_Task instructions_.
Down to the last line, reproduce the data below exactly.

[Records drawn from a dataset]

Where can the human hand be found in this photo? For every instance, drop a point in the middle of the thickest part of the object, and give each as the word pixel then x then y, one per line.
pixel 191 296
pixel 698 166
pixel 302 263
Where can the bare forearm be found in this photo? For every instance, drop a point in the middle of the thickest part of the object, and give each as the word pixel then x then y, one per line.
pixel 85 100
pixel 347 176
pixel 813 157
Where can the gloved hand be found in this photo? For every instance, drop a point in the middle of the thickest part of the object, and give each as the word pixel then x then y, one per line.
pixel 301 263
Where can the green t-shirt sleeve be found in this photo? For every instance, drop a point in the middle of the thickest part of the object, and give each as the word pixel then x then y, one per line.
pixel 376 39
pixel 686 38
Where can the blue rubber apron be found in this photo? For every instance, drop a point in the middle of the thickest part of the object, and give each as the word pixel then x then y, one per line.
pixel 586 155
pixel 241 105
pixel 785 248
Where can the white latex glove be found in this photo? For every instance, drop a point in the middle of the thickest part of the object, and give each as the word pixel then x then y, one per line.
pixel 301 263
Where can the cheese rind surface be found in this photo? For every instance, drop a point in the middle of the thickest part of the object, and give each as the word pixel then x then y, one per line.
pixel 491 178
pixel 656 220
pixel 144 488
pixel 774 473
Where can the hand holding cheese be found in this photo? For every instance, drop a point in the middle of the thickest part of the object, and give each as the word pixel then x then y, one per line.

_Task output_.
Where can the human hand be found in this photo? For every instance, drop a point in the middle of the thickest part of the object, and give each as the word pixel then x then y, one per line.
pixel 191 296
pixel 698 166
pixel 302 263
Where can the bare forearm be found in this photo? For every instance, drop a point in the middle of the thickest part of the object, and give each as the word pixel then x then y, one per line.
pixel 85 100
pixel 347 176
pixel 813 157
Where can the gloved hand be found in this photo? For every instance, drop a point in the middle of the thickest part of the object, and give each as the word pixel then x then y, one per line.
pixel 301 263
Where can the green t-shirt sleeve be found in this photo? For every instance, drop a point in the middle of the thickest part of the object, and give each as the word pixel then x then y, one per line.
pixel 376 39
pixel 686 38
Where can the blue rubber apron be found in this photo? For every instance, drop a point in the middle of the thickest part of the object, and give each as the word pixel then x then y, one per line.
pixel 586 155
pixel 241 105
pixel 785 248
Where can the white latex glove be found in this photo? For every instance, drop a point in the middle of the thickest part of the object, and give each as the word pixel then x then y, one per line.
pixel 301 263
Where can the cheese rind surface be found in this photo? For every instance, drop a point in the middle of the thickest part of the object, and give each as the word pixel then x then y, one per line.
pixel 491 178
pixel 656 220
pixel 144 488
pixel 774 473
Where can the hand holding cheese be found in this photo? For every instance, drop a point in the middle of the thickest part of the object, and give each as the word pixel then x then y, one per line.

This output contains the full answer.